TASK
Could you write out each of the records below exactly?

· · · ·

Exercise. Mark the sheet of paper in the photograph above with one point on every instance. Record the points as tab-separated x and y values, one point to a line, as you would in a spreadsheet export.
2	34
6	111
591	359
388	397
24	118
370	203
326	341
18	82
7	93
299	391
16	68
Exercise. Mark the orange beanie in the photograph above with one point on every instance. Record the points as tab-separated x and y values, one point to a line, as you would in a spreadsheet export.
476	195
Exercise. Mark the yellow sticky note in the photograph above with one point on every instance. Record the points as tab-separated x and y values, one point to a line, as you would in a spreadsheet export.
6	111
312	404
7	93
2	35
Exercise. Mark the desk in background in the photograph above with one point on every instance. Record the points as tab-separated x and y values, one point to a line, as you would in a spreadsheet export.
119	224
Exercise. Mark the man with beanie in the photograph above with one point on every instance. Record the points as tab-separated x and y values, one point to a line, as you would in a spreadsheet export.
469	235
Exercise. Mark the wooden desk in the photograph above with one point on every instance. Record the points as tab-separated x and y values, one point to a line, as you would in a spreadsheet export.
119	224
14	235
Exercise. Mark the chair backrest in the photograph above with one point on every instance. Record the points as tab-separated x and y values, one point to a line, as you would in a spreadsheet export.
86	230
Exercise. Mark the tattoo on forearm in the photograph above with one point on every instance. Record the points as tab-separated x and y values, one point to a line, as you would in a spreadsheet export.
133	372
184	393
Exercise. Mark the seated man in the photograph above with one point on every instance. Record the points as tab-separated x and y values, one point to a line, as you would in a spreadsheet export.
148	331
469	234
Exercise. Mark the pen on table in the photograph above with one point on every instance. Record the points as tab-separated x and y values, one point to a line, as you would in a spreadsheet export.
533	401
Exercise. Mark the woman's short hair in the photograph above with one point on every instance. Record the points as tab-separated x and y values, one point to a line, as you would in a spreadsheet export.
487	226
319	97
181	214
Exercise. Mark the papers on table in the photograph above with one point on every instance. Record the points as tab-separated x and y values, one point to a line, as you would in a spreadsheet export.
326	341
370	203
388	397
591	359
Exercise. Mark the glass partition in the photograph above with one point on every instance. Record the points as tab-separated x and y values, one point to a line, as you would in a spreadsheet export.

· · · ·

OUTPUT OF THE EXERCISE
Exercise. Mark the sheet of paper in the photograph above with one point on every instance. Record the points as tab-separated x and y values, one point to a line, as you would in a spreadsheet export.
2	34
6	111
591	359
388	397
24	118
370	203
326	341
18	82
7	93
299	391
16	68
Exercise. Mark the orange beanie in the photograph above with one point on every instance. Record the points as tab-separated x and y values, one point to a line, as you would in a spreadsheet export.
476	195
Exercise. Mark the yellow sticky note in the photograph above with one point on every instance. Record the points as tab-separated x and y values, one point to a line, as you would in a spreadsheet export.
6	111
312	404
7	93
2	35
Exercise. Mark the desk in background in the photograph above with one point on every instance. Record the points as tab-separated x and y values, one point to a line, as you would in a spreadsheet export.
119	224
Exercise. Mark the man with beanie in the photograph above with one point on every instance. Record the points as tab-separated x and y values, one point to a line, as you would in a spreadsheet export.
469	235
Exercise. Mark the wooden desk in the photograph above with one point on every instance. Record the points as tab-separated x and y values, one point to a line, as you would in a spreadsheet export.
119	224
14	235
Exercise. Mark the chair backrest in the photograph above with one point on every instance. Record the points as tab-separated x and y values, one point to a line, as you would in a spreadsheet export.
86	230
Exercise. Mark the tattoo on forearm in the photograph above with one point on every instance. Record the points as tab-separated x and y values, one point to a line, as you would in a spreadsheet export.
133	372
184	393
Exercise. Mark the seated man in the photograph above with one point on every instance. Record the points as tab-separated x and y values, one point to a line, as you would in a spreadsheet export.
148	331
469	234
Exercise. Mark the pen on table in the photograph above with one point on every instance. Record the points as tab-separated x and y values, one point to a line, as you would in a spreadsheet export.
533	401
Exercise. Mark the woman's short hair in the photograph above with one point on every instance. Record the points as tab-separated x and y values, one point to a line, as you would in a spreadsheet export.
487	226
319	97
181	214
Exercise. Mark the papers on table in the photograph above with one point on every instance. Record the points as tab-separated x and y values, one point to a line, as you would in a spreadsheet export.
326	341
370	203
388	397
591	359
Exercise. Mark the glass partition in the photograph above with one point on every instance. Record the points as tab-separated x and y values, one point to a line, as you would in a spreadsheet export.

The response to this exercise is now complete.